▶ Problem details
Rewrite the listing below with "Mark a dot on" replaced by "Place a point on" everywhere it appears, changing nothing else. Leave out the pictures.
★ ★ ★ ★ ★ ★ ★
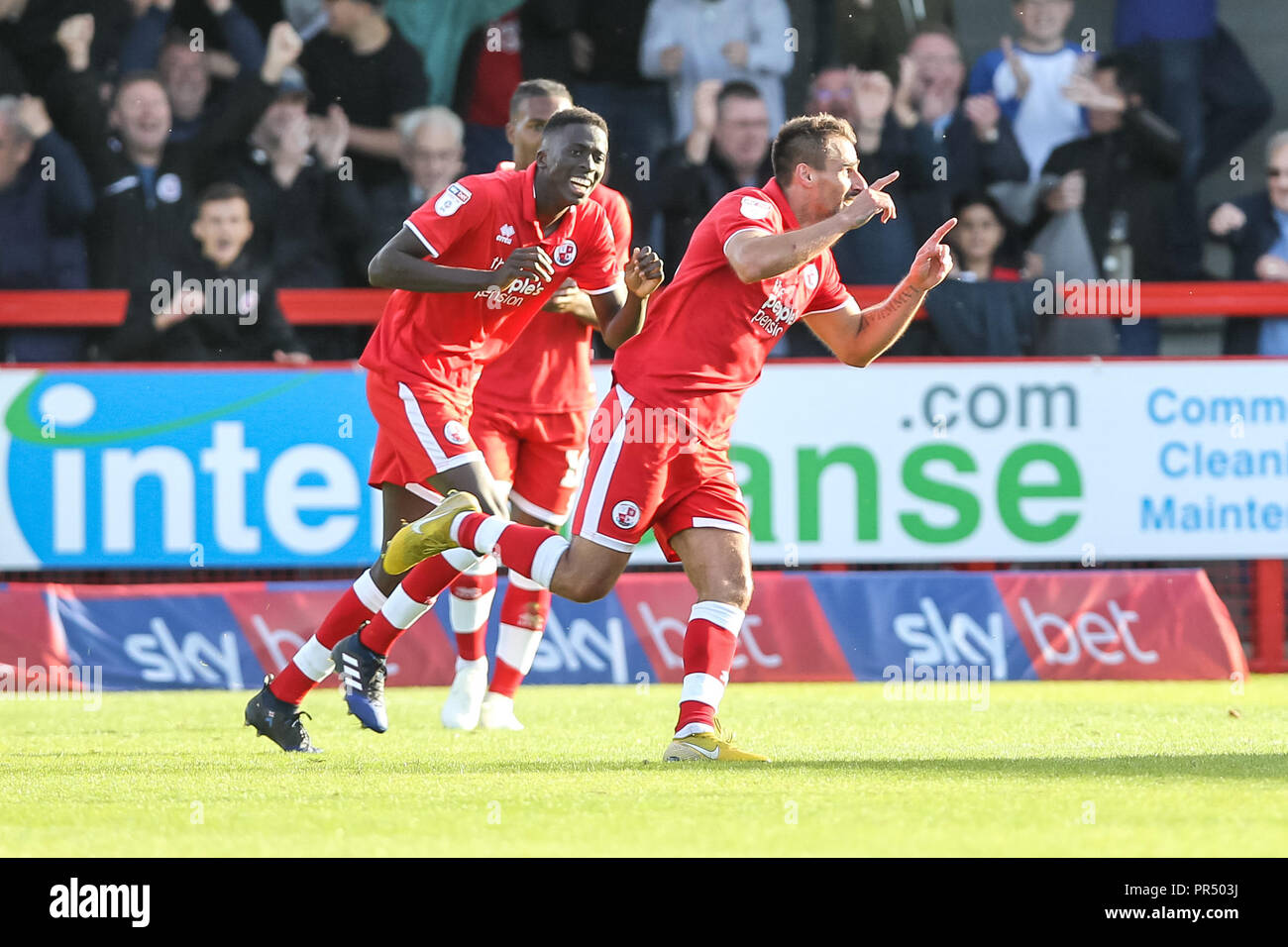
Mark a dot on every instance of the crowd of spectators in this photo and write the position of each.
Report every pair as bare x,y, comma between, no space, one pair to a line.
279,144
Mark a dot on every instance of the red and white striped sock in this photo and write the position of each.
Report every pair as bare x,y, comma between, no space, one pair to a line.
472,603
312,663
413,596
531,551
709,642
523,618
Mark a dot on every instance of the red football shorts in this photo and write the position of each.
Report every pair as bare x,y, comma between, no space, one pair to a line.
420,434
644,471
540,455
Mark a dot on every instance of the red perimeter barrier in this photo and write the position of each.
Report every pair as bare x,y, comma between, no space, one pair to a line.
360,307
86,308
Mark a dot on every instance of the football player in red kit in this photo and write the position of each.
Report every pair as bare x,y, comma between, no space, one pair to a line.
531,412
658,444
462,295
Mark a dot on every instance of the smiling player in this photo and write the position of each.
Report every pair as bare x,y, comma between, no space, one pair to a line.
462,296
758,262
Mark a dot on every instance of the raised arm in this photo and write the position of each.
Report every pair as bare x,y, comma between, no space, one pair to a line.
621,312
756,257
859,335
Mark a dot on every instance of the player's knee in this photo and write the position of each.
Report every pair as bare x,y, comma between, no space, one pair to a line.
733,590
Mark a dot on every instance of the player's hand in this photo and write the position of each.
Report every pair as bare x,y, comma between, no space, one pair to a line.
1013,59
735,53
1225,219
565,298
524,263
671,59
76,35
331,136
283,48
934,261
643,272
1069,193
871,201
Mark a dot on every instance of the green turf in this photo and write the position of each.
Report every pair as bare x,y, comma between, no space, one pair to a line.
1162,770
★ ★ ★ ★ ★ ★ ★
▶ Full answer
Place a point on every instance of the crowd of spectators in this photo and write the position of each.
Report every pair as bare x,y, comma between, no space, one pair to a line.
279,144
Place a point on every instance of the red and white striped sock in this photo and write the position of each.
Report every pair as bare x,y, comma between, no space, one pair to a line.
472,603
312,663
413,596
531,551
709,642
523,618
Place a point on every instance of the red football shorts in this photo and write the position of each.
Report every pair as bare x,y, comma between, no space, one pair to a line.
420,434
644,471
540,455
Place a point on every instance of the red perimeter barrier in this photo and write the position of each.
Report every pair as bare x,y, comma between, no space, one pair to a line.
360,307
86,308
Place a point on every instance of the football player in red kit in this photo and write the position of each.
Report every pair as bare x,y, comma between, no space, one pair to a line.
531,412
658,444
462,295
Place a point on every instance of the smiling player in this photo and write the position of each.
Report every pair as bare x,y, comma between, no space, one pair to a line.
462,296
758,262
Place a point on every instance of the raised arm in this photo and write the position of each.
Report every pair as bare x,y, comma between, no space, one pair to a line.
621,312
756,257
859,335
Place a point on every instance of the player's knee in this photo and write the position of each.
Report every pair as bare x,y, comma between, no space, one pair to a line.
733,590
Place a point on every instance of the player's hand in this photo and write the position of each.
Report every pair as bare x,y, comma between, no space, one pair to a line.
1013,59
735,53
1225,219
565,298
524,263
671,59
76,35
331,136
283,48
934,261
643,272
1069,193
871,201
Place a point on every instance of the green turf in this photo and write the position of each.
Report every pair as bare x,y, comma between, no space, one pair to a line.
1162,770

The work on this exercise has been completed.